• TASK STATEMENT:
Count the lines in the entries below that contain the string "background". Case counts, and your reply should be the number alone.

--- begin TASK DATA ---

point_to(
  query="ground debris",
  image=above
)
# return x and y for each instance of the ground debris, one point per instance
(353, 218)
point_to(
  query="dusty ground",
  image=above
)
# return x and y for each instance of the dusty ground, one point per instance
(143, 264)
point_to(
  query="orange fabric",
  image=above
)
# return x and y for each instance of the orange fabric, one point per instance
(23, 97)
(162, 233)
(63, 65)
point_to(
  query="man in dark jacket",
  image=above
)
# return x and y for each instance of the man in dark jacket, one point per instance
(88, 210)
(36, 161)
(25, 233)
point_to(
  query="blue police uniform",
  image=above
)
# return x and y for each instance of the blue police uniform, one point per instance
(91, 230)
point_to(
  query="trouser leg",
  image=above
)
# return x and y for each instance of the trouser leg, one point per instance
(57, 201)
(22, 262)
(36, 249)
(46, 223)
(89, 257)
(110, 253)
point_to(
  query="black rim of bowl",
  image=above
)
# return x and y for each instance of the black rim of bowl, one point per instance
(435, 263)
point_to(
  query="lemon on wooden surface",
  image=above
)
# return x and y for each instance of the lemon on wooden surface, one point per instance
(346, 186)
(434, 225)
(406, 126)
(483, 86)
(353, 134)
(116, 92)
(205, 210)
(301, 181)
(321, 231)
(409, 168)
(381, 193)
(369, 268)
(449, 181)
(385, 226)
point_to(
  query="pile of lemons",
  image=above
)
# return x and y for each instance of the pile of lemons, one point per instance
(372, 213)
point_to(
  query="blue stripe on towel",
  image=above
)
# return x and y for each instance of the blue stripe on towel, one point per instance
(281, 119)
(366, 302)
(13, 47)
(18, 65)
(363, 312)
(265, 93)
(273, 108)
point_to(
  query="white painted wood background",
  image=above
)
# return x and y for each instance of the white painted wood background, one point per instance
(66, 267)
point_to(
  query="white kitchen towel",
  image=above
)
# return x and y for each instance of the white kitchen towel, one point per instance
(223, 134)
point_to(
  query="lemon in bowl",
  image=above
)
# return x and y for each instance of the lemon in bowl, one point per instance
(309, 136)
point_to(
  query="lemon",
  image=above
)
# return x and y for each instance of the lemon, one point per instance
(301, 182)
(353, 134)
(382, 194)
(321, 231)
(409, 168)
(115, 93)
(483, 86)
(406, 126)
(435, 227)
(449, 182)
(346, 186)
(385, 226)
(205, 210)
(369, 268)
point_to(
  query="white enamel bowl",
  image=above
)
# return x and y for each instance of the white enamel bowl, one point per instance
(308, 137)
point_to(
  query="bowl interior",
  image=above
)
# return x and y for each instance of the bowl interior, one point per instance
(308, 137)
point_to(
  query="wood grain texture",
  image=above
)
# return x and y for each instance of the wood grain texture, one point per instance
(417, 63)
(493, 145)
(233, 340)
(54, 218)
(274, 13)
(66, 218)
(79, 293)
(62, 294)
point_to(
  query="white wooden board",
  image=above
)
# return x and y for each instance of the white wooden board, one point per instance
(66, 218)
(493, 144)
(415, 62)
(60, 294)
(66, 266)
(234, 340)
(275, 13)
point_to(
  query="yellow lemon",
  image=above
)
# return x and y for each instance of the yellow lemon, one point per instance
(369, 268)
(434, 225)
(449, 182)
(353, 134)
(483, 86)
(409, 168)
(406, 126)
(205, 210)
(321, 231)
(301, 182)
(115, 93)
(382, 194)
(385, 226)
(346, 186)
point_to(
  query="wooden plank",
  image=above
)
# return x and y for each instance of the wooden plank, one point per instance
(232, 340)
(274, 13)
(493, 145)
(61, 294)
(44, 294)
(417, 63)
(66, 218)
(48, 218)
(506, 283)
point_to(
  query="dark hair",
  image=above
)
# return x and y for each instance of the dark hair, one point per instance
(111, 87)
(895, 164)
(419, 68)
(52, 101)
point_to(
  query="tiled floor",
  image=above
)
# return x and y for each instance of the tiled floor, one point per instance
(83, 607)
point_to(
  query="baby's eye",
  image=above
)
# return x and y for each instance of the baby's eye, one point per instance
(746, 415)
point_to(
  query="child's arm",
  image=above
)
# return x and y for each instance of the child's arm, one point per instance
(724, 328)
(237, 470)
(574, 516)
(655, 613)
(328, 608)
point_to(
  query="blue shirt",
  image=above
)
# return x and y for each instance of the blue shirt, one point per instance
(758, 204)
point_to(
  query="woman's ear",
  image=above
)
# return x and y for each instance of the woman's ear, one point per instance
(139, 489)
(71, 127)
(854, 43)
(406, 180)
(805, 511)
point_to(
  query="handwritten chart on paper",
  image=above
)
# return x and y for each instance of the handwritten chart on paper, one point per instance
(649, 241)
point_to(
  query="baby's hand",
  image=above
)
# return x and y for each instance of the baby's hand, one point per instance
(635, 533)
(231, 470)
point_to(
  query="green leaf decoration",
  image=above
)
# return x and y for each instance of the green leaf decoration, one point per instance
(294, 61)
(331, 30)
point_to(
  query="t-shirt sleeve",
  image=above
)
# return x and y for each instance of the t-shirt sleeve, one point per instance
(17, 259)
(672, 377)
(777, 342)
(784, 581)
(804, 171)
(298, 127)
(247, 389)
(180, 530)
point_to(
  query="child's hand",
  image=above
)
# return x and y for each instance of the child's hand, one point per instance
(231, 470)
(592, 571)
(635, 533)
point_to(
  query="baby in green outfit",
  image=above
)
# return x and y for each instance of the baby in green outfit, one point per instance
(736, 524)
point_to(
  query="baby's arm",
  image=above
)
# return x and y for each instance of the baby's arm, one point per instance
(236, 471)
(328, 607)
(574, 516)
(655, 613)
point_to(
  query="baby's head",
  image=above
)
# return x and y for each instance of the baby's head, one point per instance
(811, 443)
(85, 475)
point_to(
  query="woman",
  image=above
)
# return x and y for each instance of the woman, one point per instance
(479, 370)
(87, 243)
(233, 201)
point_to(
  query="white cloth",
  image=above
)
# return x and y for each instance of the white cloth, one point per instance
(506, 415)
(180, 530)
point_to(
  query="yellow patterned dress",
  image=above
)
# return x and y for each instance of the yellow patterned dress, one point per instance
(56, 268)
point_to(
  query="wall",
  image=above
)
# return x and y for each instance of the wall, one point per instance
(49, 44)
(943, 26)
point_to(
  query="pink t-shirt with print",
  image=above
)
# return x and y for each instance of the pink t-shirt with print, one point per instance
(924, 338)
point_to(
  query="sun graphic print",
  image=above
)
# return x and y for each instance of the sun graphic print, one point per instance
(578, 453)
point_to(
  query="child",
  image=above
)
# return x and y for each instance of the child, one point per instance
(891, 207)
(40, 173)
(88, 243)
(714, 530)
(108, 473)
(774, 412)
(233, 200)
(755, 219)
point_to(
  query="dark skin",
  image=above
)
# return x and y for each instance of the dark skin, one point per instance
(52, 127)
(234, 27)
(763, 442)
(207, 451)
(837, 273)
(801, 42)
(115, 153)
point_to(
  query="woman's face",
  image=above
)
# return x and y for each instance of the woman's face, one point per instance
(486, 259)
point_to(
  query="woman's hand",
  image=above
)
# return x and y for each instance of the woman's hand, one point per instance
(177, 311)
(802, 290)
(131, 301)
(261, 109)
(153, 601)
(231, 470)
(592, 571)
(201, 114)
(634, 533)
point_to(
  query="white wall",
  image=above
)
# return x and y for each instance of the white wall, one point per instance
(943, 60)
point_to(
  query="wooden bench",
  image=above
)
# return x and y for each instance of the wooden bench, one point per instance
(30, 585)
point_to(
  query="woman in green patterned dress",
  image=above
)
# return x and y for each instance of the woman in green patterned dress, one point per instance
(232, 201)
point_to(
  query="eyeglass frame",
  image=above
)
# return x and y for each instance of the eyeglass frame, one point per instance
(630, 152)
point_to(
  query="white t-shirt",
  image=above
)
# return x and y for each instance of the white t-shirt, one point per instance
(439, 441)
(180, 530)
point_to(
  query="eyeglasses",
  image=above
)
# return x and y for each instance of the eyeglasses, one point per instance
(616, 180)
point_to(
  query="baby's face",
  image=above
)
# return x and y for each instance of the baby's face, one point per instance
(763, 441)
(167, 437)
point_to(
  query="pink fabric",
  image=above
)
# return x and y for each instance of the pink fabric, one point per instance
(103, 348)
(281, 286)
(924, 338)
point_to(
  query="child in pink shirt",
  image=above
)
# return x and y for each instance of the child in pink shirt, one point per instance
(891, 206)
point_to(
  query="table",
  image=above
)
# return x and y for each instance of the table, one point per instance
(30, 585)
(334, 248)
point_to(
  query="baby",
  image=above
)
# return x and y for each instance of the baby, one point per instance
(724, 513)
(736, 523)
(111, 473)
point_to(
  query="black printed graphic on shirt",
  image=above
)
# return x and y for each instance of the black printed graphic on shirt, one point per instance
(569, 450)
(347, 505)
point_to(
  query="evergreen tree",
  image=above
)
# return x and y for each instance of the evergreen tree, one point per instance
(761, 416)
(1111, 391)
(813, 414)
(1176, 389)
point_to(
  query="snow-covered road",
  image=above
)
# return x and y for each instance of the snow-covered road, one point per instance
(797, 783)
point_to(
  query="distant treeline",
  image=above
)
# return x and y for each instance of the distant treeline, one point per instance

--- end TASK DATA ---

• CORRECT OUTPUT:
2